▸ **Exercise directions**: Lines from the one containing "In this exercise you will tag the small" through the last line of the data are to be repeated word for word, both ends included.

+===+

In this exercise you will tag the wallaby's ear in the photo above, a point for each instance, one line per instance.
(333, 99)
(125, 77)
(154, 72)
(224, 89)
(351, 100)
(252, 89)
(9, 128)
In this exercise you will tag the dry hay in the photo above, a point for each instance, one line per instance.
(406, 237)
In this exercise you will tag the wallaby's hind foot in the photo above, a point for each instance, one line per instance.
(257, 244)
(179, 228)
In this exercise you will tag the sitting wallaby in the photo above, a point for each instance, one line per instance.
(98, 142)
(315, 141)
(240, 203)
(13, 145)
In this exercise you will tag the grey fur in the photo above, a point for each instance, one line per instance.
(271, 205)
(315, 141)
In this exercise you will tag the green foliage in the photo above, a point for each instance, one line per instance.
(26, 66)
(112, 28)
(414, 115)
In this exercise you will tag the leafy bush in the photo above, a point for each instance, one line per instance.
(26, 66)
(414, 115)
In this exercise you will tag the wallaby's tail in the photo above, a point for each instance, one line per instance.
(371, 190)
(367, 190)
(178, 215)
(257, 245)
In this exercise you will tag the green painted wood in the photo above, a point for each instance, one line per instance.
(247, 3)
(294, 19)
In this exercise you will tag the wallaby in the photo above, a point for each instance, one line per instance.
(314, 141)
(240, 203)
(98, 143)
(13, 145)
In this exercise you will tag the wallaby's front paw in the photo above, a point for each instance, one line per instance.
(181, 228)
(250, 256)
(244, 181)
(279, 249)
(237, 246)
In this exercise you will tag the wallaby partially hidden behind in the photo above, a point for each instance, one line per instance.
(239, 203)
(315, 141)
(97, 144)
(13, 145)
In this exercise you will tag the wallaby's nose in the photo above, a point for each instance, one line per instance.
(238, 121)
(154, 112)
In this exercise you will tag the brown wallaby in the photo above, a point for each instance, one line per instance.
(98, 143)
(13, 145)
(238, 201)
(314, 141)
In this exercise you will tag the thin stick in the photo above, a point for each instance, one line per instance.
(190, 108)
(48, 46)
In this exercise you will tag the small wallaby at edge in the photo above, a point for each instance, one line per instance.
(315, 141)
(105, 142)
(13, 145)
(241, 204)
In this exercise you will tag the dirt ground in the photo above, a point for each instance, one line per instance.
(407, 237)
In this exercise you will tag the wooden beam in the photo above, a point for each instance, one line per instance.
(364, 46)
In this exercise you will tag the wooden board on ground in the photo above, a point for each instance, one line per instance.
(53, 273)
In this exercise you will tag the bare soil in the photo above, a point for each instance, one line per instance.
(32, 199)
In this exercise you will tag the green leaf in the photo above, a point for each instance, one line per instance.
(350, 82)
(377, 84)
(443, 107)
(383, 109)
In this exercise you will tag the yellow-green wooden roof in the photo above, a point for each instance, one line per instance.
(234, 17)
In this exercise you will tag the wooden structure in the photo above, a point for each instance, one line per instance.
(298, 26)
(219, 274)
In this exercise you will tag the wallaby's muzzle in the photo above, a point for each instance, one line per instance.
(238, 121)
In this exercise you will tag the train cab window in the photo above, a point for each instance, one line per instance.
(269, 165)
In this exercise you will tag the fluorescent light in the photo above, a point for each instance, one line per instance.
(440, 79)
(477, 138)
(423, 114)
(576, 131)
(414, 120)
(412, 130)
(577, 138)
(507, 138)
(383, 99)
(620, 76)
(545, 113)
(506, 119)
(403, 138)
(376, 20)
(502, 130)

+===+

▸ **Solution for this problem**:
In this exercise you will tag the small wallaby at edge in the photo above, a point for each instance, one line per instance.
(315, 141)
(105, 142)
(13, 145)
(241, 204)
In this exercise you will tag the dirt ground in the photo above, a point for each instance, one line per instance.
(407, 237)
In this exercise you will tag the wooden beam in the photo above, a point for each instance, one line per instance.
(364, 46)
In this exercise you will tag the wooden board on ground in the photo above, a point for each instance, one line per instance.
(53, 273)
In this exercise you will tag the bare soil in the photo above, a point for each instance, one line per instance.
(32, 199)
In this exercise you will tag the green leaf in the photo above, a point for each instance, one line per instance.
(350, 82)
(377, 84)
(443, 107)
(383, 109)
In this exercise you will tag the yellow-green wooden roof in the photo above, a point for each instance, one line per instance.
(234, 17)
In this exercise you will tag the wooden structure in the photo above, a point for each instance, one line per instance.
(298, 26)
(219, 274)
In this exercise you will tag the wallaby's muzzle in the photo above, a point for each instance, one line per instance.
(238, 121)
In this exercise you will tag the train cab window in the photo above, a point for each instance, one line per instance.
(269, 165)
In this exercise you will tag the fluorescent light in the photo above, a point for each instance, one line per instance.
(440, 79)
(477, 138)
(423, 114)
(576, 131)
(414, 120)
(412, 130)
(577, 138)
(507, 138)
(383, 99)
(620, 76)
(545, 113)
(506, 119)
(403, 138)
(376, 20)
(502, 130)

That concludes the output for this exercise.